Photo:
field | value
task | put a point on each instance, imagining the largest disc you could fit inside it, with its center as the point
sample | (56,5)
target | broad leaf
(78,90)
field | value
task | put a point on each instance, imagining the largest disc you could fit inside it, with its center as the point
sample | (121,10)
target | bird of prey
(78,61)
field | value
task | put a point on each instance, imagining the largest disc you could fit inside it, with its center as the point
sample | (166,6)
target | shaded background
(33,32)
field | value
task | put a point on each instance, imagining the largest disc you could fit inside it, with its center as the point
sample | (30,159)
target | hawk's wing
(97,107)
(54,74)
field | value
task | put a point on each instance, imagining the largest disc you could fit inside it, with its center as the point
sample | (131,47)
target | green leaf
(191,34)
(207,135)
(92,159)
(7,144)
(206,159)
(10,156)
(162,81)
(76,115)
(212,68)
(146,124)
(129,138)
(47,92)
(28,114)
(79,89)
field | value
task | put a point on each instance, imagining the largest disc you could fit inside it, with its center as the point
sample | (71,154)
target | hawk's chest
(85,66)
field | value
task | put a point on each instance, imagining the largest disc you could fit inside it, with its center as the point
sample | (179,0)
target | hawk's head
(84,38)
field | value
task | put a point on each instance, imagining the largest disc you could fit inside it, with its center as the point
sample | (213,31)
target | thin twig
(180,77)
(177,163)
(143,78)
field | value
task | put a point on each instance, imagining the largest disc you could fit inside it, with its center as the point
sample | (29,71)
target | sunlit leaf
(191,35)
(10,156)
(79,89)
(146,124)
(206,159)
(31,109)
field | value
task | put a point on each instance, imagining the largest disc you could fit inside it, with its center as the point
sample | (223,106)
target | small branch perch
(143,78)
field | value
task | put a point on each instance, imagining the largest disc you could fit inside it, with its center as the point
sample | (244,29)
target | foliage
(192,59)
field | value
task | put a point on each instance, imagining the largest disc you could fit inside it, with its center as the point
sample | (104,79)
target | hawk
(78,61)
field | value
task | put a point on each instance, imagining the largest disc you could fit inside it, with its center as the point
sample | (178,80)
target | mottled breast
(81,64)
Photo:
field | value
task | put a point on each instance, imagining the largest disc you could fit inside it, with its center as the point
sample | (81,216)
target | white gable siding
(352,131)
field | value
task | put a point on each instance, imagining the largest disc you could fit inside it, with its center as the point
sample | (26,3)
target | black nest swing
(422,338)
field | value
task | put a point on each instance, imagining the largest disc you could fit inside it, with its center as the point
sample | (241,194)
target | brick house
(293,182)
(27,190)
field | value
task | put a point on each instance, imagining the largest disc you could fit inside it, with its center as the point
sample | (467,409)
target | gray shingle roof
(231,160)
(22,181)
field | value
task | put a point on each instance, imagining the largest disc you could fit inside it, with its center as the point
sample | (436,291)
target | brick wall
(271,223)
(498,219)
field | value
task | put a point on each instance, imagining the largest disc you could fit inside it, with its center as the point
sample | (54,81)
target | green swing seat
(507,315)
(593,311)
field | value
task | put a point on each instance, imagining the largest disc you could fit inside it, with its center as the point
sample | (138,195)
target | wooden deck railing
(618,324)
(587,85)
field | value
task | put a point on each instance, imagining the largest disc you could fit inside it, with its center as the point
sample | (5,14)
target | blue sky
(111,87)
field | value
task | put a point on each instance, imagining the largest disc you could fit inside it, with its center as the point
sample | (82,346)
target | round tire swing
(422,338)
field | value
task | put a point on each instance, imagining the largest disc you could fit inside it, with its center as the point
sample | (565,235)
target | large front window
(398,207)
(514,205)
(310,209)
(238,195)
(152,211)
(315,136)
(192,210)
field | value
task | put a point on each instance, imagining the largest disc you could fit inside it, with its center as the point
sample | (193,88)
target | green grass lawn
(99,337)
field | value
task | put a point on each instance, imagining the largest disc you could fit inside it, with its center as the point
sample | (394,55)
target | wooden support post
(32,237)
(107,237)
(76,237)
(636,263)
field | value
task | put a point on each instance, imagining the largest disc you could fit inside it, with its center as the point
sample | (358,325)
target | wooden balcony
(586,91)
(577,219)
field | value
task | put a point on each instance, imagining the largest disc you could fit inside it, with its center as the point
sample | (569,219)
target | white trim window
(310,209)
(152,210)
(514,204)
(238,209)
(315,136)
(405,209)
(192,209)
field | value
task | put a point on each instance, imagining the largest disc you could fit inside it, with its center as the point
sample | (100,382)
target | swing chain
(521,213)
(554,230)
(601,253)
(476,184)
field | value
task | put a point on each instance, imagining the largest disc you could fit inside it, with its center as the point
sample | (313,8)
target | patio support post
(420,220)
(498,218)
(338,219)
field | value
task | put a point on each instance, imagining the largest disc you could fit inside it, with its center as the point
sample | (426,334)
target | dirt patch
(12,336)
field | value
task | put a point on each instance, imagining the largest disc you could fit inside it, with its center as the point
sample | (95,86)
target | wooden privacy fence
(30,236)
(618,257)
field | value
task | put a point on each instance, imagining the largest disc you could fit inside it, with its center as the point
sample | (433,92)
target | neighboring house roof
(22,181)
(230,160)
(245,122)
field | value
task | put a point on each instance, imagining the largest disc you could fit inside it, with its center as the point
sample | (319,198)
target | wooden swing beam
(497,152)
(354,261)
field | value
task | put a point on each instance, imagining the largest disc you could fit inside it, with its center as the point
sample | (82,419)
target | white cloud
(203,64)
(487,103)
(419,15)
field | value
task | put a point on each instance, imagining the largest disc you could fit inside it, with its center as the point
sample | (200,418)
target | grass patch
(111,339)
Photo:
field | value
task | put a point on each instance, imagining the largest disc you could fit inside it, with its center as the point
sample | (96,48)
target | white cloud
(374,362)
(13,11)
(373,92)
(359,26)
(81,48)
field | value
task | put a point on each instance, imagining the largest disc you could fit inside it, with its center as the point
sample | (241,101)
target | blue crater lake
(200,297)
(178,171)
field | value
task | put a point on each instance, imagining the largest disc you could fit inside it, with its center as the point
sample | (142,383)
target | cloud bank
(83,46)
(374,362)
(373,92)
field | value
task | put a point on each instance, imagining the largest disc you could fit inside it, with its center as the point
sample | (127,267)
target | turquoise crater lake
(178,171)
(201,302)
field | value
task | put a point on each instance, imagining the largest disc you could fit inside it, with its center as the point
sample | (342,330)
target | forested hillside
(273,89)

====

Every word of the data above should be given again, exactly as it stands.

Photo:
field | value
task | put a point on each instance, imagining the largest disc you could fit inside it, with its center as the point
sample | (56,5)
target | broad leaf
(78,90)
field | value
task | put a point on each instance, imagining the largest disc you could fit inside it, with its center as the point
sample | (121,10)
target | bird of prey
(78,61)
field | value
task | put a point on each instance, imagining the largest disc you could fit inside it, with its center as the point
sample | (166,6)
target | shaded background
(33,32)
field | value
task | put a point on each instance, imagining the largest disc you could fit inside it, with its center as the point
sample | (30,159)
target | hawk's wing
(97,107)
(54,74)
field | value
task | put a point on each instance, imagining the largest disc you could fit inside it, with its center as the point
sample | (131,47)
target | green leaf
(191,34)
(207,135)
(92,159)
(7,144)
(206,159)
(10,156)
(162,81)
(76,115)
(212,68)
(146,124)
(129,138)
(47,92)
(28,114)
(79,89)
field | value
task | put a point on each instance, imagining the largest disc you could fit inside it, with its center as the point
sample | (71,154)
target | hawk's chest
(85,66)
field | value
task | put a point on each instance, imagining the largest disc you could fit inside it, with its center as the point
sample | (179,0)
target | hawk's head
(84,38)
field | value
task | put a point on each instance, imagining the largest disc you could fit inside it, with its center as the point
sample | (213,31)
target | thin twig
(180,77)
(177,163)
(143,78)
field | value
task | put a point on each instance, imagining the largest disc you could fit inside it, with its center as the point
sample | (29,71)
target | sunlit leaf
(191,35)
(10,156)
(79,89)
(146,124)
(206,159)
(31,109)
field | value
task | put a point on each instance, imagining the largest disc you could fit inside it, with its center as the point
sample | (223,106)
target | small branch perch
(143,78)
field | value
task | put a point on each instance, imagining the largest disc you could fit inside it, with its center as the point
sample | (244,29)
target | foliage
(192,59)
field | value
task | put a point on each instance, imagining the largest disc you could fit inside it, with its center as the point
sample | (104,79)
target | hawk
(78,61)
field | value
task | put a point on each instance, imagining the largest disc you could fit inside it, with its center as the point
sample | (178,80)
target | mottled breast
(81,64)
Photo:
field | value
task | put a point on each instance, imagining the largest disc you could fit inside it, with its center as the point
sample | (81,216)
target | white gable siding
(352,131)
field | value
task | put a point on each instance, imagining the largest disc you could fit inside it, with its center as the point
sample | (26,3)
target | black nest swing
(422,338)
field | value
task | put a point on each instance, imagining the largest disc you could fit inside it, with its center as the point
sample | (241,194)
target | brick house
(293,182)
(27,190)
field | value
task | put a point on each instance, imagining the largest disc you could fit inside it, with its center as the point
sample | (467,409)
target | gray shingle roof
(231,160)
(22,181)
field | value
task | put a point on each instance, imagining the largest disc you could fit inside it, with its center as the point
sample | (436,291)
target | brick wall
(271,223)
(498,219)
field | value
task | put a point on each instance, imagining the largest disc you could fit inside it, with its center as the point
sample | (54,81)
target | green swing seat
(507,315)
(593,311)
field | value
task | put a point on each instance, imagining the largest disc you could fit inside it, with its center as the point
sample | (138,195)
target | wooden deck railing
(618,324)
(587,85)
field | value
task | put a point on each instance, imagining the largest disc you could fit inside it, with its center as the point
sample | (5,14)
target | blue sky
(111,87)
field | value
task | put a point on each instance, imagining the largest disc you could fit inside it, with its center as the point
sample | (82,346)
target | round tire swing
(422,338)
field | value
task | put a point on each instance, imagining the largest disc you could fit inside it, with its center as the point
sample | (565,235)
target | large front window
(398,207)
(514,205)
(310,209)
(238,195)
(152,211)
(315,136)
(192,210)
field | value
task | put a point on each instance, imagining the largest disc you could fit inside it, with its center as the point
sample | (193,88)
target | green grass lawn
(99,337)
field | value
task | put a point on each instance, imagining the largest disc you could fit inside it, with its center as the point
sample | (394,55)
target | wooden support post
(32,237)
(107,237)
(76,237)
(636,263)
field | value
task | put a point on each instance, imagining the largest disc you could fit inside it, with its center as the point
sample | (358,325)
target | wooden balcony
(586,91)
(577,219)
field | value
task | put a point on each instance, imagining the largest disc you could fit inside it, with its center as the point
sample | (569,219)
target | white trim window
(310,209)
(152,210)
(514,204)
(238,209)
(315,136)
(405,209)
(192,209)
field | value
task | put a point on each instance, imagining the largest disc you could fit inside it, with its center as the point
sample | (100,382)
target | swing chain
(521,213)
(554,230)
(601,253)
(476,184)
field | value
task | put a point on each instance, imagining the largest disc you could fit inside it, with its center as the point
sample | (313,8)
target | patio support post
(420,220)
(498,218)
(338,219)
field | value
task | put a point on each instance, imagining the largest disc you could fit inside it, with its center as the point
sample | (426,334)
target | dirt patch
(12,336)
field | value
task | put a point on each instance, imagining the largest disc you could fit inside it, with its center as the point
sample | (95,86)
target | wooden privacy fence
(30,236)
(618,257)
field | value
task | put a point on each instance, imagining the largest disc you could fit inside it, with its center as the point
sample | (433,92)
target | neighboring house roof
(22,181)
(230,160)
(245,122)
field | value
task | put a point on each instance, imagining the largest disc you could fit inside it, with its center as the point
sample | (319,198)
target | wooden swing beam
(497,152)
(354,261)
field | value
task | put a point on each instance, imagining the largest disc you could fit inside it, with its center as the point
sample | (82,419)
target | white cloud
(203,64)
(487,103)
(419,15)
field | value
task | put a point on each instance, imagining the largest disc you could fit inside it, with its center as the point
sample | (200,418)
target | grass patch
(111,339)
Photo:
field | value
task | put a point on each instance, imagining the largest disc you could fit inside it, with its center as the point
sample | (96,48)
target | white cloud
(374,362)
(13,11)
(373,92)
(359,26)
(81,48)
field | value
task | put a point on each instance, imagining the largest disc you could fit inside it, with its center as the point
sample | (241,101)
target | blue crater lake
(200,297)
(178,171)
field | value
task | put a point on each instance, imagining the largest disc you could fit inside it, with its center as the point
sample | (142,383)
target | cloud bank
(83,46)
(374,362)
(373,92)
field | value
task | put a point on each instance, imagining the largest disc you could fit inside it, with its center as the point
sample | (127,267)
target | turquoise crater lake
(178,171)
(201,302)
field | value
task | put a point on each instance, imagining the largest disc you could fit inside it, with its center as the point
sample | (342,330)
target | forested hillside
(273,89)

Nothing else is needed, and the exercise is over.